● WHAT YOU WILL DO
Please transcribe the ComSciCon16 K–12 session guidelines word for word, starting at "Preparation for teachers" and ending at "attendee submission (BiteScis)".

ComSciCon16 K-12 Session Guidelines

During the K–12 session at ComSciCon16, practicing scientists (our graduate student attendees) will work together with professional educators (teachers, museum staff, and other science education specialists) to develop new curriculum materials bringing cutting edge research into classrooms and informal learning environments. This year, we will be focusing on developing materials for high school students.

Before the workshop, the graduate student attendees will draft a piece of writing targeted at a high school audience. The educators will join ComSciCon’s graduate student attendees for the Saturday session of ComSciCon. Students will have the opportunity to interact with them throughout the poster session. Saturday afternoon, the students and educators will work together to revise their writing and further develop it into an activity suitable for a high school science classroom. The output products will contribute to an online database of these pieces for teachers across the nation to use.

Preparation for teachers and educators: No preparation is required before the workshop. During the workshop, you will read and help to revise pieces written by the graduate students.

Preparation for graduate student attendees: In preparation for the K–12 session, graduate student attendees will be required to write a short piece for a high school audience. Please see examples and guidelines below.


Example attendee submission (BiteScis)

Example lesson plan after working with teachers at the workshop


Pre-workshop deadline: Wednesday, June 1st

Example: See the example above for guidance on form and content.

Content guidelines:

  • Reading for students:

    • Choose a specific research paper or topic related to your research (it does not have to specifically about your research, but must be in your field). Identify an interesting aspect of the paper or topic that relates to a core concept in your field. The core ideas should be something that are covered in a typical high school science class. Example, a paper on a new gene sequencing technique could relate to DNA replication and mutation. If you are unfamiliar with a standard curriculum check out the MA standards (pages 66–end) and NGSS standards (pages 65–end).

    • In a few brief paragraphs (~400–600 words), using language appropriate for a 10th grade reading level, explain the research, its connection to the core concept, and its importance to your research field.

    • Include relevant figures and tables. When at all possible, images/figures should be open source, original, or easily replicated by a graphic designer.

    • Do your best to list the relevant NGSS and MA standards. We’ll refine the standards alignment during the workshop.

  • Scientist profile: A mini-biography (about four sentences) about yourself and your research. Include a photo of you, in the lab or in the field if possible.

  • Activity ideas: Each student reading will be accompanied by a lesson. The lesson plan could involve a hands-on activity, or a more “paper and pencil” activity. Brainstorm at least three ideas for demos, experiments, hands-on activities, labs, or data analysis questions that relate to your piece and include a short summary or web link to them.

Formatting guidelines:

  • At the top of the student reading, please include:

  • Name: Your first and last name

  • Topic: The science topic(s) of your piece

  • Classes: What classes you think your piece could be adapted for—high school biology, Earth science, chemistry, or physics. Also think about whether your work has a data analysis component that could be used in a math class (algebra, geometry, pre-calculus, statistics).

  • Put any key words and vocabulary in bold. Be sure to clearly identify each bolded term.

  • Include a reference to the original paper.

Submission: Attendees will receive instructions by email specifying how to submit and upload pieces.

[Collected data entries]
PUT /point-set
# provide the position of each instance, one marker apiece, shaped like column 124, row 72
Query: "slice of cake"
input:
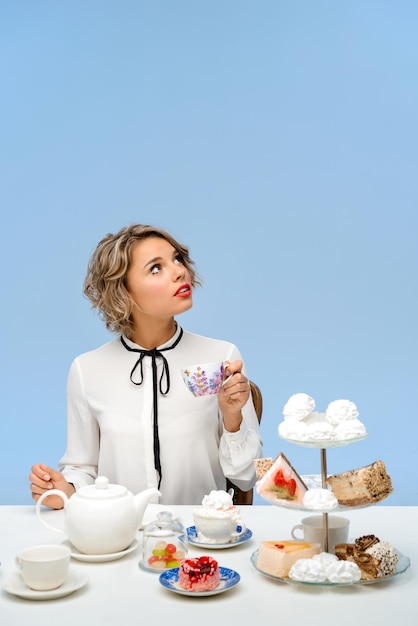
column 199, row 574
column 281, row 482
column 366, row 485
column 375, row 558
column 277, row 557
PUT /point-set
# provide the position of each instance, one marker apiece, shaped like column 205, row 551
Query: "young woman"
column 130, row 416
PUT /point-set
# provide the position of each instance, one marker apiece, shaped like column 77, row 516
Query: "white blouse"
column 110, row 424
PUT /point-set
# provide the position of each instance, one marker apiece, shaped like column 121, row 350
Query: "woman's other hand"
column 44, row 478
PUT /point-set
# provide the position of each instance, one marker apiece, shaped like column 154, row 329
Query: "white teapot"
column 100, row 518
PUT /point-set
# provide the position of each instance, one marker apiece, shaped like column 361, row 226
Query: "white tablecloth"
column 121, row 593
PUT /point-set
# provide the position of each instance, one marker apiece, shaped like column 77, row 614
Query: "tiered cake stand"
column 322, row 446
column 321, row 481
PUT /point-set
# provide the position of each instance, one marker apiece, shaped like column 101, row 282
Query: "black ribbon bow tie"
column 154, row 354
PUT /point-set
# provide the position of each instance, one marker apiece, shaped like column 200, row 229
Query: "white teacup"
column 44, row 567
column 218, row 525
column 204, row 379
column 312, row 530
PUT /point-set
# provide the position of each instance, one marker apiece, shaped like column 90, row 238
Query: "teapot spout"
column 142, row 500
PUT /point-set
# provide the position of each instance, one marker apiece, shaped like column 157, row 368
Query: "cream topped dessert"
column 324, row 567
column 319, row 499
column 218, row 520
column 339, row 422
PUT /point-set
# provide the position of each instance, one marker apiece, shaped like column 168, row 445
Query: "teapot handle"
column 51, row 492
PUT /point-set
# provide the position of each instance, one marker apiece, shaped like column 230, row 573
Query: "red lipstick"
column 184, row 291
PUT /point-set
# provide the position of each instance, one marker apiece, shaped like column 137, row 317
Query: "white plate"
column 402, row 566
column 314, row 481
column 151, row 512
column 170, row 580
column 192, row 536
column 325, row 443
column 13, row 583
column 99, row 558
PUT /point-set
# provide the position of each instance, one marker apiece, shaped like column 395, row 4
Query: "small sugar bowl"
column 164, row 543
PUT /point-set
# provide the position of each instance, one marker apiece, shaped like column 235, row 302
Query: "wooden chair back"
column 246, row 497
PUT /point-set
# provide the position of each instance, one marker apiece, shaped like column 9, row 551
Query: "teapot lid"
column 102, row 489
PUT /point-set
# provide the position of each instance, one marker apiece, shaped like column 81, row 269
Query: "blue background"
column 278, row 140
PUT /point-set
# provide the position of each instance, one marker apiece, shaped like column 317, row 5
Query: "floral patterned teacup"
column 204, row 379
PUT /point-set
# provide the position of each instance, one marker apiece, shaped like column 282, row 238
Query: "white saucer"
column 170, row 580
column 151, row 512
column 193, row 538
column 99, row 558
column 13, row 583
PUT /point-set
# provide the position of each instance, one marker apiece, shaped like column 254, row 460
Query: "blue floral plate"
column 170, row 580
column 193, row 538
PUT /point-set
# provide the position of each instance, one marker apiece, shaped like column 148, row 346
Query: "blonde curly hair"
column 105, row 283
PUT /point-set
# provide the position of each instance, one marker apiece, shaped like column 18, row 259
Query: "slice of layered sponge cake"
column 281, row 482
column 277, row 557
column 366, row 485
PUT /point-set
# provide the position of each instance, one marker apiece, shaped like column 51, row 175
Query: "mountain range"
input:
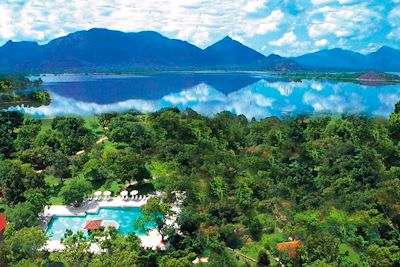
column 108, row 50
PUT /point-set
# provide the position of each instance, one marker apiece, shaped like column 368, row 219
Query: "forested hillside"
column 330, row 182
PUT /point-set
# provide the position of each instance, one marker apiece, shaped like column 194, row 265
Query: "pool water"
column 123, row 216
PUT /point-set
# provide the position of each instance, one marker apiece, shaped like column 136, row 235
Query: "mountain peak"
column 228, row 51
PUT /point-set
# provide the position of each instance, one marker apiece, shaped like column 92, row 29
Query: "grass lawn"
column 267, row 240
column 93, row 123
column 46, row 124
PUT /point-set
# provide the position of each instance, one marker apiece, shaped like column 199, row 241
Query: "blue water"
column 124, row 216
column 254, row 94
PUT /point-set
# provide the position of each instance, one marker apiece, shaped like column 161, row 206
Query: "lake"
column 254, row 94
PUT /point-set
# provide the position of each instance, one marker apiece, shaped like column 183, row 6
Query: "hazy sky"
column 286, row 27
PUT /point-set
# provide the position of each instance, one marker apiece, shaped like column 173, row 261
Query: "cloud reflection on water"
column 260, row 99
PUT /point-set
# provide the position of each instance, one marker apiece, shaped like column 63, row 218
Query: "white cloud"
column 288, row 39
column 254, row 5
column 346, row 21
column 264, row 25
column 321, row 43
column 319, row 2
column 394, row 21
column 197, row 21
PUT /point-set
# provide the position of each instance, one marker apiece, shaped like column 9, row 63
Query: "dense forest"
column 329, row 182
column 14, row 91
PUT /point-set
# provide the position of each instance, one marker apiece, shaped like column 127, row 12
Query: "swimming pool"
column 123, row 216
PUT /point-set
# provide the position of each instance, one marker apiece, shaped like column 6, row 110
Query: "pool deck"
column 92, row 206
column 151, row 241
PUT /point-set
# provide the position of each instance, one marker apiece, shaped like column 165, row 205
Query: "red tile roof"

● ANSWER AREA
Preparation for teachers and educators: No preparation is required before the workshop. During the workshop, you will read and help to revise pieces written by the graduate students.

Preparation for graduate student attendees: In preparation for the K–12 session, graduate student attendees will be required to write a short piece for a high school audience. Please see examples and guidelines below.


Example attendee submission (BiteScis)